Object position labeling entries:
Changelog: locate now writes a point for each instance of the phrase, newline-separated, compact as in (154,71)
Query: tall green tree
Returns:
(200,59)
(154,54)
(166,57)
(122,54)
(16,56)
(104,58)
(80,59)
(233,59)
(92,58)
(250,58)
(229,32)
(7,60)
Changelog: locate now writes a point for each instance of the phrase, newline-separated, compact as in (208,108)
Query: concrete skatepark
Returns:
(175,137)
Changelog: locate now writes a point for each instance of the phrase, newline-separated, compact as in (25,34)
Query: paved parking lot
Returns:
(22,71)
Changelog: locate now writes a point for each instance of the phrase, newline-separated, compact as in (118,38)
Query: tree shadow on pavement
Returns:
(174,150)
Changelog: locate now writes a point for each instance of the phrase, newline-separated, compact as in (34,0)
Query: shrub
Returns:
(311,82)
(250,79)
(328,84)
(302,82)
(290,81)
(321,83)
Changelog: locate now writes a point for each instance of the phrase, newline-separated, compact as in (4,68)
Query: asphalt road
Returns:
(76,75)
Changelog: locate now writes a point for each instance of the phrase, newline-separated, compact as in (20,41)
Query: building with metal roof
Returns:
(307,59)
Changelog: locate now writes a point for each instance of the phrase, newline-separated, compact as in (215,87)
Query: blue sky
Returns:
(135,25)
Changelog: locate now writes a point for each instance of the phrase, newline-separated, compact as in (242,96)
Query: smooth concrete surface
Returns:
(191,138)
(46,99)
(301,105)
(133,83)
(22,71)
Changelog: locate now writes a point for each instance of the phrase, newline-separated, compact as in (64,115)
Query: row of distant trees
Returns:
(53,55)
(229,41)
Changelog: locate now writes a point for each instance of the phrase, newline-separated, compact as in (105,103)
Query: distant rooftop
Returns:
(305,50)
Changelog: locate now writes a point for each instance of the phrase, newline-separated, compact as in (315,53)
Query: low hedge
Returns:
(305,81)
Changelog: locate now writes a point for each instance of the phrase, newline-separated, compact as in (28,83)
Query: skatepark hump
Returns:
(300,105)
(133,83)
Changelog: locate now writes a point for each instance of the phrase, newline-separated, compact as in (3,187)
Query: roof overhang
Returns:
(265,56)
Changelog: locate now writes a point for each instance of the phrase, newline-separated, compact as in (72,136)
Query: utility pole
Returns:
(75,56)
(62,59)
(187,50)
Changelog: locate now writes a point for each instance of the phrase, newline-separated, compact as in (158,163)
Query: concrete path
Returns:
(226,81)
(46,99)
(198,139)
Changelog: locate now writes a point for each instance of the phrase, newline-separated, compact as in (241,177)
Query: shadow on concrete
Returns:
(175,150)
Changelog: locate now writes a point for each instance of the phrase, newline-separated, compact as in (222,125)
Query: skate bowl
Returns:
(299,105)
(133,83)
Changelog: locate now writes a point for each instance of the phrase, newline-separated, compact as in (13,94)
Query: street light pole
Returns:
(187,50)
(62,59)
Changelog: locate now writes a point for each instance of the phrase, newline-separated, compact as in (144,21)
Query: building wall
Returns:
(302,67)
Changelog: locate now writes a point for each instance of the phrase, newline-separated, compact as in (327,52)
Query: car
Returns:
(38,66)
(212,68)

• WHAT YOU HAVE TO DO: Update the entries above by replacing every "Query" with "Search phrase", keeping everything else the same, and write out all of them in full.

• OUTPUT FOR THIS TASK:
Changelog: locate now writes a point for each instance of the phrase, newline-separated, compact as in (154,71)
Search phrase: tall green tree
Returns:
(200,59)
(154,54)
(166,57)
(122,54)
(16,56)
(104,58)
(80,59)
(233,59)
(92,58)
(250,58)
(229,32)
(7,60)
Changelog: locate now writes a point for each instance of the phrase, newline-separated, compact as in (208,108)
Search phrase: concrete skatepark
Returns:
(175,137)
Changelog: locate now writes a point for each instance of the phrase, newline-separated, compact as in (25,34)
Search phrase: paved parking lot
Returns:
(22,71)
Changelog: locate now writes a point for each instance of the phrase, newline-separated, compact as in (118,38)
Search phrase: tree shadow on pavement
Returns:
(174,150)
Changelog: locate now writes a point for each instance of the phrase, newline-separated, compact as in (34,0)
Search phrase: shrub
Returns:
(311,82)
(250,79)
(328,84)
(302,82)
(290,81)
(321,83)
Changelog: locate now writes a point for each instance of the phrase, newline-separated, compact as in (4,68)
Search phrase: asphalt road
Returns:
(76,75)
Changelog: locate now writes a point for each instance of the phrase, newline-separated, compact as in (20,41)
Search phrase: building with metal roof
Returns:
(307,59)
Changelog: locate now writes a point for each instance of the phrase, newline-separated, compact as in (215,87)
Search phrase: blue sky
Returns:
(135,25)
Changelog: locate now writes a point for each instance of the phrase, newline-separated, compact as in (242,96)
Search phrase: smooth concrete surface
Returns:
(191,138)
(46,99)
(301,105)
(133,83)
(22,71)
Changelog: locate now writes a point for each instance of the phrase, newline-separated, compact as in (64,115)
Search phrase: row of distant trees
Returns:
(53,55)
(229,41)
Changelog: locate now writes a point for each instance of the phrase, newline-separated, compact as in (105,103)
Search phrase: distant rooftop
Returns:
(305,50)
Changelog: locate now writes a point for each instance of the phrase, newline-separated, compact as in (315,53)
Search phrase: low hedge
Returns:
(305,81)
Changelog: locate now writes a point for each instance of the phrase, newline-separated, compact as in (28,83)
Search phrase: skatepark hump
Returns:
(300,105)
(133,83)
Changelog: locate now writes a point for each instance of the phrase, newline-separated, compact as in (3,187)
Search phrase: roof overhang
Returns:
(265,56)
Changelog: locate now writes a point for each instance of the phrase, newline-separated, compact as in (72,136)
Search phrase: utility pole
Returns:
(75,56)
(62,59)
(187,50)
Changelog: locate now writes a point for each instance of the phrase, newline-separated, compact as in (158,163)
Search phrase: concrete path
Returns:
(226,81)
(46,99)
(198,139)
Changelog: locate now writes a point for each instance of the phrase, newline-separated, compact as in (241,177)
Search phrase: shadow on concrete
Returns:
(175,150)
Changelog: locate now writes a point for each instance of the phrase, newline-separated, compact as in (222,125)
Search phrase: skate bowl
Returns:
(299,105)
(133,83)
Changelog: locate now writes a point for each instance of the phrase, newline-separated, compact as in (13,94)
Search phrase: street light pole
Returns:
(187,50)
(62,59)
Changelog: locate now writes a point for each instance of the phrase, newline-separated, compact as in (144,21)
Search phrase: building wall
Returns:
(302,67)
Changelog: locate now writes a point for each instance of the phrase, newline-separated, compact as in (327,52)
Search phrase: car
Returns:
(38,66)
(212,68)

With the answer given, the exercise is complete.